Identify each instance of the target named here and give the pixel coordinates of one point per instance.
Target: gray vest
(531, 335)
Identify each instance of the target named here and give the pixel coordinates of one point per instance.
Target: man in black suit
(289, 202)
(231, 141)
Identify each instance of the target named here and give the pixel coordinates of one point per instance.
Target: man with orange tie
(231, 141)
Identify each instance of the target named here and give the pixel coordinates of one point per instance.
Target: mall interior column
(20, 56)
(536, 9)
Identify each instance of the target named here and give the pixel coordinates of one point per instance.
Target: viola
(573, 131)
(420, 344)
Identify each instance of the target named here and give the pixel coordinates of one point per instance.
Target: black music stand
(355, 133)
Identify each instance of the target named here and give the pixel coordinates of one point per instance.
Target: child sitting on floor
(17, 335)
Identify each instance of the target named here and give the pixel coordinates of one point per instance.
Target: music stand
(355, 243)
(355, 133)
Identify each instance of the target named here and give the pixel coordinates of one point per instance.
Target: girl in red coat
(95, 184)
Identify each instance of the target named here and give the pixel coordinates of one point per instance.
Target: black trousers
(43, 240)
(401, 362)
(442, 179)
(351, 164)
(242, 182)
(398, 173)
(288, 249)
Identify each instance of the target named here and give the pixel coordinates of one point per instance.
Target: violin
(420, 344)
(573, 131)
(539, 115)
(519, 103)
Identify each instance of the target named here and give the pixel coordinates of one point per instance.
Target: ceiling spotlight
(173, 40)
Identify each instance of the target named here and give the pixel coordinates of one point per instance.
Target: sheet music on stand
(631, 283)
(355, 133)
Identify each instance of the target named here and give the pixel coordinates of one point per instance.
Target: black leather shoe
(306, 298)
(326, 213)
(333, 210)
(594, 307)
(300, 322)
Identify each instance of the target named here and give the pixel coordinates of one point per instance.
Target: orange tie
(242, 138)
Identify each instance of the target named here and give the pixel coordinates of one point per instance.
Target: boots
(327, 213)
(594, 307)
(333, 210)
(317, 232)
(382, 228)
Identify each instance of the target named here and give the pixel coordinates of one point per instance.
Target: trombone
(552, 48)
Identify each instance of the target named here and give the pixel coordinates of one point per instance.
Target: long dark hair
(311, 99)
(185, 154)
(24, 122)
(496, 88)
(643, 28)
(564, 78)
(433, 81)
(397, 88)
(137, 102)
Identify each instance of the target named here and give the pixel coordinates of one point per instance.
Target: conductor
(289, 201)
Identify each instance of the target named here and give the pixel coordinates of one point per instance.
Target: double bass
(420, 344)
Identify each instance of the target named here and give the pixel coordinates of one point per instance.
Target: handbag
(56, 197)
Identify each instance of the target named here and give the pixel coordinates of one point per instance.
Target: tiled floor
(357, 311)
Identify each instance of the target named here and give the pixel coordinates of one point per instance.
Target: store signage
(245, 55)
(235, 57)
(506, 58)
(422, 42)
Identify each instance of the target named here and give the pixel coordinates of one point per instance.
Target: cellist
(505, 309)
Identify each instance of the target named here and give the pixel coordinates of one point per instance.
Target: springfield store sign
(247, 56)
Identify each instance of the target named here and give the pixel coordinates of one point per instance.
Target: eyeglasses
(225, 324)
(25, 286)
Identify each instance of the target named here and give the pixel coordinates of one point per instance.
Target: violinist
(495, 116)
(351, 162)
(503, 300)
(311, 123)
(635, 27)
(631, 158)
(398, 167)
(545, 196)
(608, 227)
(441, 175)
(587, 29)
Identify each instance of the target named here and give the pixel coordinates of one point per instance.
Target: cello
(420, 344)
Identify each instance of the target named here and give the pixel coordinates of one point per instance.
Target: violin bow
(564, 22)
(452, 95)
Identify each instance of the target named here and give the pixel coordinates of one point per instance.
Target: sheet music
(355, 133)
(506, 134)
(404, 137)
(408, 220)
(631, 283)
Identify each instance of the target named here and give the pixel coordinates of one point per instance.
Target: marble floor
:::::
> **What to do**
Line by line, write out the records above exactly.

> **Answer**
Identify each instance of the target named here and give the pixel coordinates of one point per instance.
Target: gray vest
(531, 335)
Identify each instance of the target named here and give the pixel coordinates of one point per instance.
Target: man in black suit
(289, 202)
(231, 141)
Identify each instance of the target named here and give the pixel coordinates of one point per instance.
Target: man with orange tie
(231, 141)
Identify each instance of the target named here and give the pixel coordinates of one point per instance.
Target: mall interior column
(20, 56)
(536, 9)
Identify each instance of the target named here and give the pixel coordinates of one point per instance.
Target: viola
(573, 131)
(420, 344)
Identify each instance of the target named here and give the pixel coordinates of one point per instance.
Target: black music stand
(355, 133)
Identify each instance of the target named here and give the pixel coordinates of one point per instance.
Target: child sitting on floor
(17, 335)
Identify each instance of the target named here and give the pixel coordinates of one point per instance.
Target: music stand
(355, 243)
(355, 133)
Identify each instance of the target named here and give the pixel coordinates of one point per instance.
Target: girl in red coat
(95, 184)
Identify each instance of the target named here and give the pixel coordinates of one point per instance.
Target: black trousers
(43, 240)
(401, 362)
(442, 179)
(351, 164)
(242, 182)
(398, 173)
(288, 249)
Identify each instance of the target named here and give the pixel coordinates of one point per instance.
Target: violin
(420, 344)
(573, 131)
(539, 115)
(519, 103)
Identify each instance of the target named here and give the pixel coordinates of one point per instance.
Target: ceiling spotlight
(173, 40)
Identify each instance of the target named here and give the pixel coordinates of one point per instance.
Target: sheet music on stand
(631, 283)
(355, 133)
Identify each instance of the target named here and give the pixel coordinates of one point per instance.
Target: black leather shoe
(306, 298)
(326, 213)
(333, 210)
(594, 307)
(300, 322)
Identify each instance of the target named here and give the pixel coordinates of one point per instance.
Target: orange tie
(242, 138)
Identify each instance of the target named here and give the pixel coordinates of one point per instance.
Target: boots
(327, 213)
(594, 307)
(333, 210)
(317, 232)
(382, 228)
Identify each instance of the target named here and give the pixel coordinates of one point per instance.
Target: trombone
(552, 48)
Identify each instance of the target named here and give the pixel coordinates of one point per instance.
Target: long dark hair
(311, 99)
(185, 154)
(24, 122)
(496, 88)
(643, 28)
(564, 78)
(433, 81)
(397, 88)
(137, 102)
Identify each instance of the target named here and give the pixel coordinates of one point per instance.
Target: conductor
(289, 201)
Identify each instance of the target named here and give the pixel coordinates of one point per instance.
Target: double bass
(420, 344)
Identify each instance of the target named here and give the pixel coordinates of one point per instance.
Target: handbag
(56, 197)
Identify each instance of the target named here and give the pixel coordinates of one point per instance.
Target: tiled floor
(357, 311)
Identify each instance of the target named here and give the pixel coordinates of one point per instance.
Target: store signage
(245, 55)
(235, 57)
(506, 58)
(422, 42)
Identify each instance of the target named here and give the pixel coordinates of one point per instance.
Target: cellist
(505, 309)
Identify each instance of the target named here and give the pixel coordinates of one point per instance.
Target: springfield store sign
(247, 56)
Identify each instance of the target named here and give the pixel coordinates of one point per instance.
Target: eyeglasses
(225, 324)
(25, 286)
Identify each instance of the target named here and give the pixel coordinates of one point per instance.
Target: violinist
(495, 116)
(351, 162)
(503, 300)
(311, 123)
(635, 27)
(631, 158)
(398, 167)
(545, 196)
(608, 227)
(441, 175)
(587, 29)
Identify each instance of the target named here and give the pixel coordinates of one point per instance.
Target: cello
(420, 344)
Identify each instance of the target named here and give the pixel coordinates of one point per instance.
Target: violin bow
(564, 22)
(452, 95)
Identify each instance of the target named here and give the pixel coordinates of one point per instance.
Target: sheet music
(355, 133)
(506, 134)
(404, 137)
(408, 220)
(631, 283)
Identify each instance of the target named here and give the pixel coordinates of one point per instance.
Target: marble floor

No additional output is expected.